GIVEN REQUEST 1: In the excerpt on information seeking research, rewrite the passage starting with "Supporting information management" and going on through "not advanced correspondingly.", substituting "developers" for "designers".

EXCERPTED TEXT:
┌──

Developing theoretical understanding of a domain is a necessary task for any discipline. An essential issue is the definition of the domain. It should cover a meaningful system of phenomena that supports explanation and understanding. The theoretical understanding of information seeking clearly has advanced in the 1990s as the many models proposed indicate, e.g. Dervin's Sense-making Approach (1983; Dervin & Nilan 1986), Ellis's ( 1989; Ellis et al. 1993) information seeking features, Kuhlthau's (1991) process model, Wilson and Walsh's (1996) model of information behaviour, and Byström and Järvelin's (1995) model of task-based information seeking. Taken together they suggest a perspective covering phenomena from information systems and their design, through information access by various processes to work tasks: these are seen in the list of the nine dimensions. The focus of theoretical analysis, however, has been on the seeking process: its stages, actors, access strategies, and sources. Work tasks and information (retrieval) systems have received less theoretical attention as foci of modelling and theorizing (see, e.g., Vakkari 2003).

Developing empirical understanding of phenomena within the domain is also necessary for a discipline. Theoretical understanding must be grounded on observables. Otherwise it turns into speculation. Information seeking phenomena in specific contexts are understood, explained and predicted by having theoretically justified findings on work and search tasks and their context. Again, with a few exceptions, the empirical findings focus on the seeking processes, with less attention to work tasks and information (retrieval) systems. The findings are typically descriptive rather than explanatory. The empirical studies have provided only few answers to research questions relating characteristics of contexts, situations and tasks to characteristics of seeking processes or the rest of the nine dimensions. The process-oriented modern approaches in information seeking, e.g., work based on Kuhlthau's model (1993) or Ellis's (1989) characteristics of information seeking behaviour, have covered several empirical domains, such as the social sciences and engineering, and some work task contexts, e.g., student information seeking (Kuhlthau 1993; Vakkari 2001). However, many remain unexplored. On the other hand, this is of course healthy for a research area: there remains something to do.

Supporting information management and information systems design may be the weakest contribution of information seeking so far. This may be understood through the previous slide. Studies in information seeking rarely include information (retrieval) system design features in their study settings. We mean features that the information (retrieval) system designers find relevant and deal with. In such a situation the research results cannot communicate to systems design, because the worlds do not touch. In principle, of course, it may also be the case that information retrieval system designers are busy with the wrong variables or features. While our understanding of work task requirements and effects on information seeking has advanced, the understanding on how to derive and apply design criteria for information (retrieval) systems has not advanced correspondingly.

└──

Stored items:
┌──

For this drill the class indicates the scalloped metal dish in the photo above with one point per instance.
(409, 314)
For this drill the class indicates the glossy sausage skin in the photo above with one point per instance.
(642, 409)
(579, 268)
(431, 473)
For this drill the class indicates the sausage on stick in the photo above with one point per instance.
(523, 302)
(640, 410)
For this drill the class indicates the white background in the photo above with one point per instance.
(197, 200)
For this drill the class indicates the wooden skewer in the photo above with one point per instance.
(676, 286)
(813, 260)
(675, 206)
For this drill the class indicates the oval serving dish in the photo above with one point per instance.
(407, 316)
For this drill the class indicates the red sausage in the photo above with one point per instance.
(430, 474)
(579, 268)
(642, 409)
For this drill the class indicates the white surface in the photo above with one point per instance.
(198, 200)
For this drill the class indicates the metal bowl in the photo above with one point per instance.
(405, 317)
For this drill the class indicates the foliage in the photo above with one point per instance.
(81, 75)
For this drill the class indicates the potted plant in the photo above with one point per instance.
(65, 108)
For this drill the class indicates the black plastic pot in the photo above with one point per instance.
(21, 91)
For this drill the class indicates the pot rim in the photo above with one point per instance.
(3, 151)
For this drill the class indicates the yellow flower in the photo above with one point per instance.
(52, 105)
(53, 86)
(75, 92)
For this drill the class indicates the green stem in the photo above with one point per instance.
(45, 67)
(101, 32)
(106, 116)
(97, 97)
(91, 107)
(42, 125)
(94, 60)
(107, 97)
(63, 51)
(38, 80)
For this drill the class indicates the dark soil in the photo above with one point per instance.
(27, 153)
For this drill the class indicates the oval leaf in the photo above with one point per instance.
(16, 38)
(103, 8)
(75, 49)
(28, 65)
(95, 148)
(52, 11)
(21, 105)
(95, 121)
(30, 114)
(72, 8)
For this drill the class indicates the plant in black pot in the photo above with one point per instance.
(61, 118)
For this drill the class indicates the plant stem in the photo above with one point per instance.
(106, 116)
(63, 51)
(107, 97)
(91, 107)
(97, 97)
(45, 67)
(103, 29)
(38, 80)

└──

GIVEN REQUEST 2: Convert the stored items, starting with the line with "For this drill the class indicates the yellow" and going on through the last line of the stored items, into a JSON list of strings with one string per line and blank lines left out.

EXERCISE OUTPUT 1:
Supporting information management and information systems design may be the weakest contribution of information seeking so far. This may be understood through the previous slide. Studies in information seeking rarely include information (retrieval) system design features in their study settings. We mean features that the information (retrieval) system developers find relevant and deal with. In such a situation the research results cannot communicate to systems design, because the worlds do not touch. In principle, of course, it may also be the case that information retrieval system developers are busy with the wrong variables or features. While our understanding of work task requirements and effects on information seeking has advanced, the understanding on how to derive and apply design criteria for information (retrieval) systems has not advanced correspondingly.

EXERCISE OUTPUT 2:
[
  "For this drill the class indicates the yellow flower in the photo above with one point per instance.",
  "(52, 105)",
  "(53, 86)",
  "(75, 92)",
  "For this drill the class indicates the green stem in the photo above with one point per instance.",
  "(45, 67)",
  "(101, 32)",
  "(106, 116)",
  "(97, 97)",
  "(91, 107)",
  "(42, 125)",
  "(94, 60)",
  "(107, 97)",
  "(63, 51)",
  "(38, 80)",
  "For this drill the class indicates the dark soil in the photo above with one point per instance.",
  "(27, 153)",
  "For this drill the class indicates the oval leaf in the photo above with one point per instance.",
  "(16, 38)",
  "(103, 8)",
  "(75, 49)",
  "(28, 65)",
  "(95, 148)",
  "(52, 11)",
  "(21, 105)",
  "(95, 121)",
  "(30, 114)",
  "(72, 8)",
  "For this drill the class indicates the plant in black pot in the photo above with one point per instance.",
  "(61, 118)",
  "For this drill the class indicates the plant stem in the photo above with one point per instance.",
  "(106, 116)",
  "(63, 51)",
  "(107, 97)",
  "(91, 107)",
  "(97, 97)",
  "(45, 67)",
  "(103, 29)",
  "(38, 80)"
]